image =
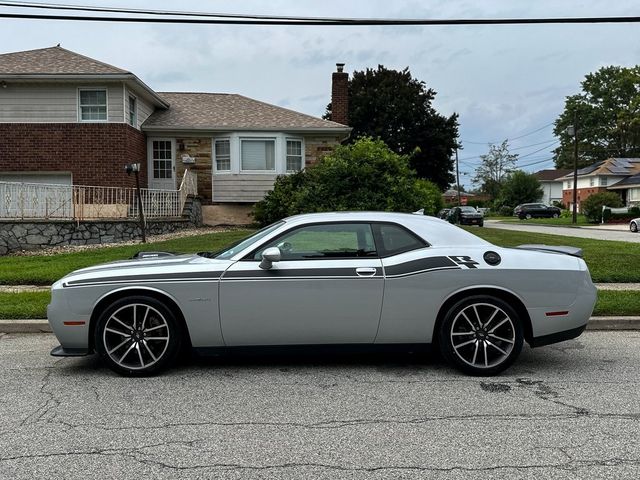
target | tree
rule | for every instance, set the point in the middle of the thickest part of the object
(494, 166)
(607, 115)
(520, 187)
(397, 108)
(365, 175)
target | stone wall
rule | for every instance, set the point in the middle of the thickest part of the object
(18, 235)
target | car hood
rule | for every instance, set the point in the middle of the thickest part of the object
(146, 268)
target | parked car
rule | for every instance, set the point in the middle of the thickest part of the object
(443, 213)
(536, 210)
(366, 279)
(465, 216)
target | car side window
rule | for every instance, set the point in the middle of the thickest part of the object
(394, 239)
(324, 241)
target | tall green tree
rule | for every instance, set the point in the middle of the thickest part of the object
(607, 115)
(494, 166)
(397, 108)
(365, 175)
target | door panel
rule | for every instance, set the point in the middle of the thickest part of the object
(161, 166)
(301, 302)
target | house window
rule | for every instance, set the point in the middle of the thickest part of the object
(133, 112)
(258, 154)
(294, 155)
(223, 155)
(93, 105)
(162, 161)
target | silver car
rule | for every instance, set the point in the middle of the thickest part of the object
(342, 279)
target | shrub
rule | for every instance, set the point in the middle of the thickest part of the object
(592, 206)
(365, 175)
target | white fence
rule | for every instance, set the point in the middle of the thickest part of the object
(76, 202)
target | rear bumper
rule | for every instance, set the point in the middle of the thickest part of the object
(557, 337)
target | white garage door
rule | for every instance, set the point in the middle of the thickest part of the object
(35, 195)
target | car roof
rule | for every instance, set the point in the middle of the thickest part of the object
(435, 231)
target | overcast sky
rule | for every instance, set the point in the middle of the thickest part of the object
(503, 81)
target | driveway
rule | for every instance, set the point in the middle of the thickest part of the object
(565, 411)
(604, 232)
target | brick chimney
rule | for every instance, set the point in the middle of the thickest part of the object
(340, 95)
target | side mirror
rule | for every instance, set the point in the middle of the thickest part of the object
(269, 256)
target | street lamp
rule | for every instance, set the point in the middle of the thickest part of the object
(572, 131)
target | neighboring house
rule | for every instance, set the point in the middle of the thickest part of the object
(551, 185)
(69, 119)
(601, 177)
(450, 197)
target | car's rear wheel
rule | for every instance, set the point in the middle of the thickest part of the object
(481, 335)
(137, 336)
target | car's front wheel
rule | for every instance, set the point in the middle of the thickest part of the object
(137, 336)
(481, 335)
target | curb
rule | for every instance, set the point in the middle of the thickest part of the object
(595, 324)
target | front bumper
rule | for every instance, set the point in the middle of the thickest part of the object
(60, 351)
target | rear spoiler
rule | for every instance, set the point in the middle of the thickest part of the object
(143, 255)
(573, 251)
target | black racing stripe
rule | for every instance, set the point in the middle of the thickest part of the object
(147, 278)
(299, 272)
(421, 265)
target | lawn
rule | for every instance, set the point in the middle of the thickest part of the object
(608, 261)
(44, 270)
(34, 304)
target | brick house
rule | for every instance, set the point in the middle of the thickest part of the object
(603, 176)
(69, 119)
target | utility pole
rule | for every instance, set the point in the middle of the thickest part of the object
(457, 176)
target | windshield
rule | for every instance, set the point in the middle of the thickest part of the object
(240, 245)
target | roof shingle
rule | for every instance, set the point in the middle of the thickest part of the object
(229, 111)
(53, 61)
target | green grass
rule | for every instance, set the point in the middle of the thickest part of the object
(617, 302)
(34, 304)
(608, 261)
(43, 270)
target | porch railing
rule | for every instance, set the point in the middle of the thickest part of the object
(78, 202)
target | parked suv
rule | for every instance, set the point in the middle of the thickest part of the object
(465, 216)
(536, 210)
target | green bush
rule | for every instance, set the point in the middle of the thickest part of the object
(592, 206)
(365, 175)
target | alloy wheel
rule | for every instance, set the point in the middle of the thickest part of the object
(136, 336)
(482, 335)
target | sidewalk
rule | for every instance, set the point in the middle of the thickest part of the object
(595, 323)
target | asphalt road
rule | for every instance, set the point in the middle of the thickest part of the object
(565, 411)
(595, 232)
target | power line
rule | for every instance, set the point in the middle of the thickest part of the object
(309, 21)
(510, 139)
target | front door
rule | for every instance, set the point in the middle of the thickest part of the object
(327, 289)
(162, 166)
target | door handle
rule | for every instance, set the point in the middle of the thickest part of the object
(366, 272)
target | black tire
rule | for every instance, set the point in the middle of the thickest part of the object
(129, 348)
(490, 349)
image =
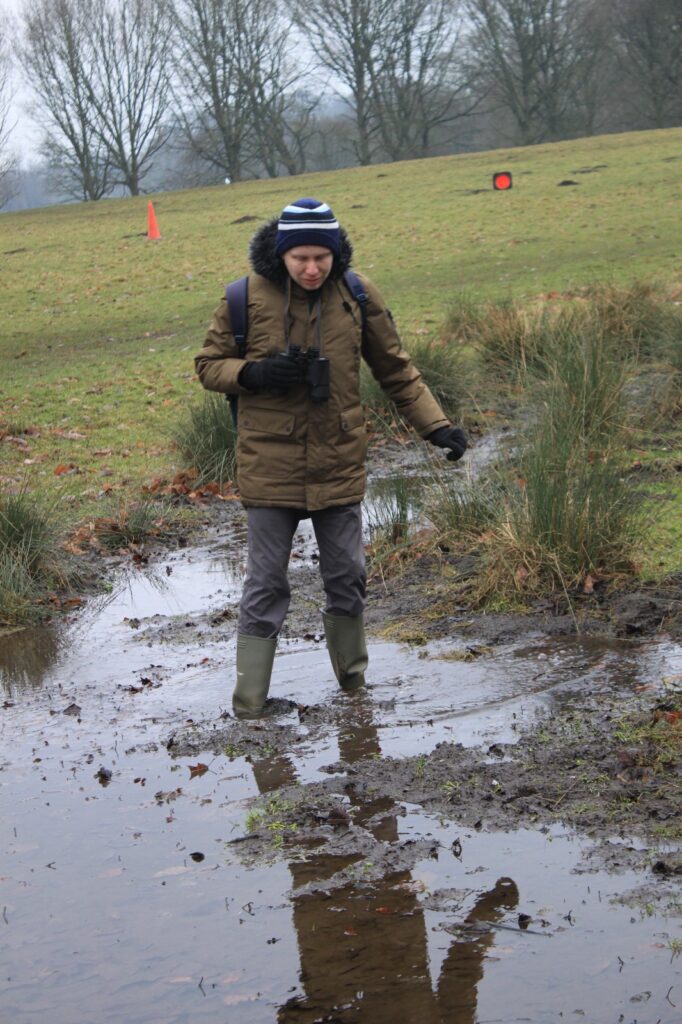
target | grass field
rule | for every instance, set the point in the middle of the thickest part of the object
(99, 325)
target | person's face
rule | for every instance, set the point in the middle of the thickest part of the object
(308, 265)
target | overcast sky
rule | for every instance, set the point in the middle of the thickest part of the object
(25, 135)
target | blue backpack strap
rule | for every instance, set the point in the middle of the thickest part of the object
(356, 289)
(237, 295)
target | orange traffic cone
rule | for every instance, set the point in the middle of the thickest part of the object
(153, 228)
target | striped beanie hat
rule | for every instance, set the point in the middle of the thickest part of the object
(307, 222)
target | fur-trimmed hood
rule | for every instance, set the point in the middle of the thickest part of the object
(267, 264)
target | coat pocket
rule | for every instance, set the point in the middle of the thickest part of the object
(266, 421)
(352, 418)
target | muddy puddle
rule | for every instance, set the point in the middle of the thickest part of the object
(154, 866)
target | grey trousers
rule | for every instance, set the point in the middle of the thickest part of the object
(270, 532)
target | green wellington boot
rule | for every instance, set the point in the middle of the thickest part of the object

+++

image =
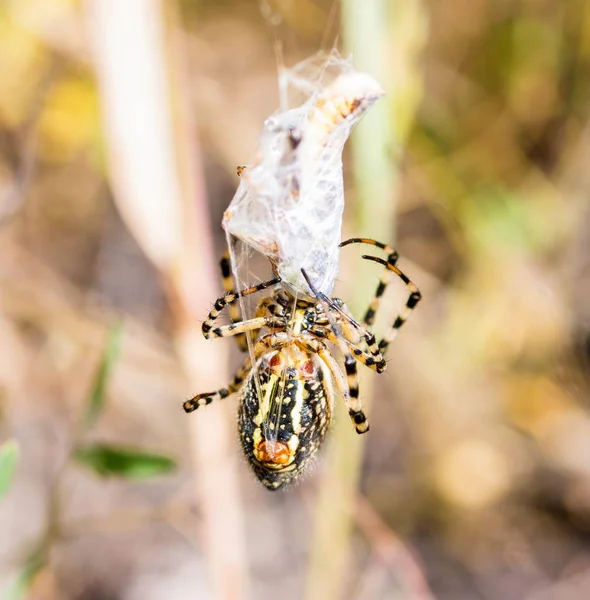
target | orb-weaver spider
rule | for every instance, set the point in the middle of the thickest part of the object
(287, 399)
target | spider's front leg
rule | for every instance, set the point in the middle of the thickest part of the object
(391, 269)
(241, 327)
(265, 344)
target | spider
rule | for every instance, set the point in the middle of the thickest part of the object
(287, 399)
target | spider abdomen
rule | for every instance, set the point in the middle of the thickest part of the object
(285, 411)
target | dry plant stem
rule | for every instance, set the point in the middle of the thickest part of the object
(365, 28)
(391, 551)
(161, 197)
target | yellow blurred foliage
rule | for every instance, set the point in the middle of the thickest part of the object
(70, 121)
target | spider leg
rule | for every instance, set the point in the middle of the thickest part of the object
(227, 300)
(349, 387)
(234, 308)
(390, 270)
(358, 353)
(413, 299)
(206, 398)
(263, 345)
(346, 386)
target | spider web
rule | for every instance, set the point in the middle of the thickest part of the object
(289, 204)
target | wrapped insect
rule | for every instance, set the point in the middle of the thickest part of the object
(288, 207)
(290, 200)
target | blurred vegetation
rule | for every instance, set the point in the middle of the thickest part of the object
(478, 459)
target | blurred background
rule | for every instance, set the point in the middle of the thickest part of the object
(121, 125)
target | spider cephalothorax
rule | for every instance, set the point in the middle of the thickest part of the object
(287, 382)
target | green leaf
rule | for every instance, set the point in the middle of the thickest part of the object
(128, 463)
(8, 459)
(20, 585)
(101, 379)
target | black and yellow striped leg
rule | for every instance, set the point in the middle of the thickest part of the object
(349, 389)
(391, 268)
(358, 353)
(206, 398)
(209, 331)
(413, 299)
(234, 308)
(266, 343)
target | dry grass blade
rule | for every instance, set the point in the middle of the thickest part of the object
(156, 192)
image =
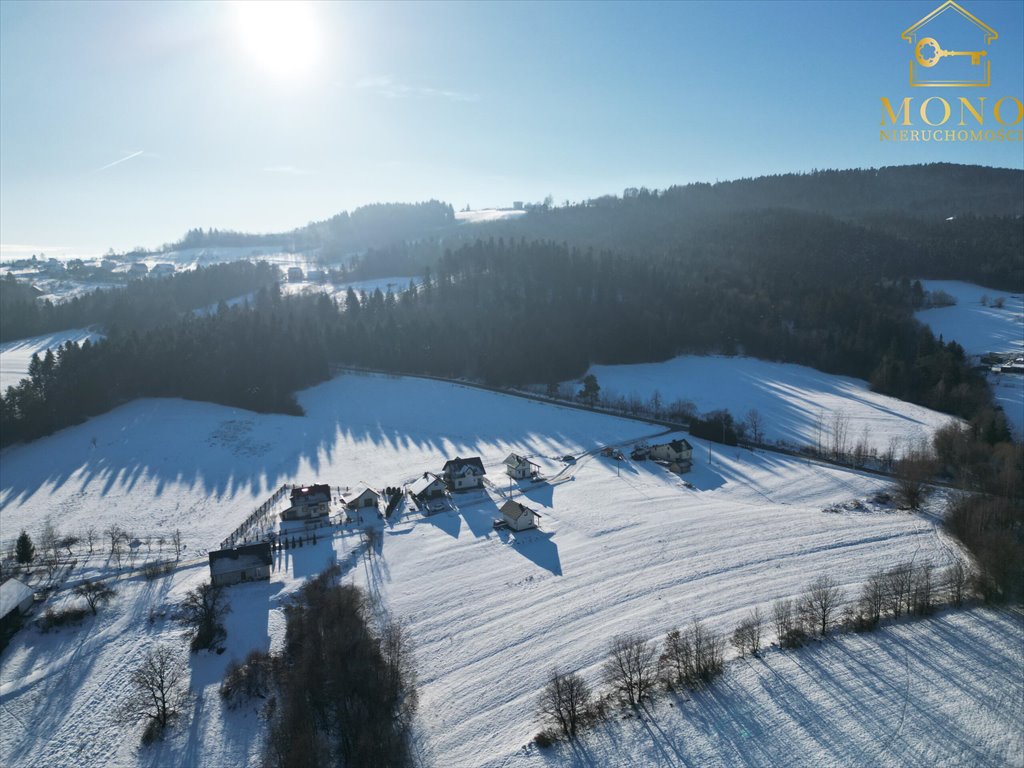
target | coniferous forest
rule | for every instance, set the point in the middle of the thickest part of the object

+++

* Consigne *
Quelles lignes du listing ci-dessus contiennent la chaîne « front », la casse comptant ? Trouvez-les toutes et recopiez-les telles quelles.

* Résultat obtenu *
target | car's front wheel
target | front bumper
target | front door
target | spider's front leg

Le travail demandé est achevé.